Source data
● ● ● ● ●
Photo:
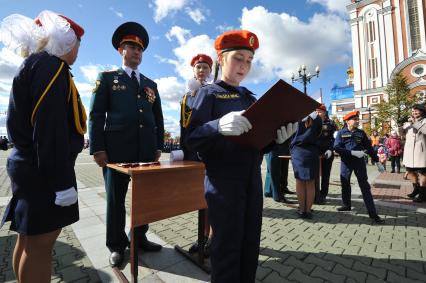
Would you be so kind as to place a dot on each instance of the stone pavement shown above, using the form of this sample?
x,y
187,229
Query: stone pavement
x,y
332,247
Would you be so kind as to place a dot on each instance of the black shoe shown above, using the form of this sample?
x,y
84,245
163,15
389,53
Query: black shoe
x,y
194,248
419,199
376,219
116,259
288,192
416,191
308,215
344,208
285,200
148,246
321,201
207,247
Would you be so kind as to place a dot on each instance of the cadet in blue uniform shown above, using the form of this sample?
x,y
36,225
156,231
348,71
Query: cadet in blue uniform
x,y
46,122
351,144
202,66
233,183
125,125
305,160
277,173
325,143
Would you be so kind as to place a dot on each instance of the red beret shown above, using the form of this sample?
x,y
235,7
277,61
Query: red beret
x,y
78,30
202,58
236,39
322,107
351,115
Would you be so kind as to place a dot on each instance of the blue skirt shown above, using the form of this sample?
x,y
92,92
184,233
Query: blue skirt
x,y
32,209
305,161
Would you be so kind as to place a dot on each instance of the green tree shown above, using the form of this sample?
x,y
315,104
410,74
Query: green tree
x,y
398,105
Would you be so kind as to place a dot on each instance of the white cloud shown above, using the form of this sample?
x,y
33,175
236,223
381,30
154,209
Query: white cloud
x,y
171,91
117,13
179,33
164,7
84,89
333,5
286,42
196,15
91,71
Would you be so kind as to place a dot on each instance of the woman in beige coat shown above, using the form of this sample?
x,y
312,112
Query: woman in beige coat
x,y
415,151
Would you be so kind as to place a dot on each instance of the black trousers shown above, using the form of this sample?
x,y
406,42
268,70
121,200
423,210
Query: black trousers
x,y
396,160
116,185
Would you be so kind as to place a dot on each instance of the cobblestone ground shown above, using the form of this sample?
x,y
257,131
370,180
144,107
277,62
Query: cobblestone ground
x,y
332,247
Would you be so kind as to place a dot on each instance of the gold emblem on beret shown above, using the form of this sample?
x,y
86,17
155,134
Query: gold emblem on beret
x,y
251,40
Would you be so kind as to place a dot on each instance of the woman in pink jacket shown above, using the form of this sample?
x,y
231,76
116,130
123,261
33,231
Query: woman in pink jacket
x,y
393,144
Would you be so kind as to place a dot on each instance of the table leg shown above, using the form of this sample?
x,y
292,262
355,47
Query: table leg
x,y
134,256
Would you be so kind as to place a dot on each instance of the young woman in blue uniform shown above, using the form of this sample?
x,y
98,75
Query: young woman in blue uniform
x,y
46,123
202,67
352,144
233,183
305,160
325,143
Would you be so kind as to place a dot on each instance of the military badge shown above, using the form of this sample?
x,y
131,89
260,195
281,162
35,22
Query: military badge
x,y
251,40
150,94
97,84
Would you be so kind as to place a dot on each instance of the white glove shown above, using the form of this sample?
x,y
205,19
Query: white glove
x,y
285,132
66,197
358,153
380,167
234,124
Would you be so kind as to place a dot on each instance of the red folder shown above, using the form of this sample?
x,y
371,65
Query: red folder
x,y
280,105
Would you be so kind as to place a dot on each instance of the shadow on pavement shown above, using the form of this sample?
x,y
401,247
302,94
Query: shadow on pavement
x,y
70,264
358,215
309,267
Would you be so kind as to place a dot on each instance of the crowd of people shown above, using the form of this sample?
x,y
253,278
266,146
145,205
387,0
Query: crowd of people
x,y
46,124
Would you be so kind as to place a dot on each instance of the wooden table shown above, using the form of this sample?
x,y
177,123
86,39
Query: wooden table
x,y
161,191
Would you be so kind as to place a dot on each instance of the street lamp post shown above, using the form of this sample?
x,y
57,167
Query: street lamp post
x,y
304,77
369,116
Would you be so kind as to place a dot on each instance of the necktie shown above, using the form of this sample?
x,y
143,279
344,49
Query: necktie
● ● ● ● ●
▶ TASK PROMPT
The lines sought are those in the data above that include the string "necktie"; copy each one.

▶ ANSWER FOR THIS EXERCISE
Would you be so kind as to place a dot on each instance of the necktie shown above, using the form of this sample?
Query: necktie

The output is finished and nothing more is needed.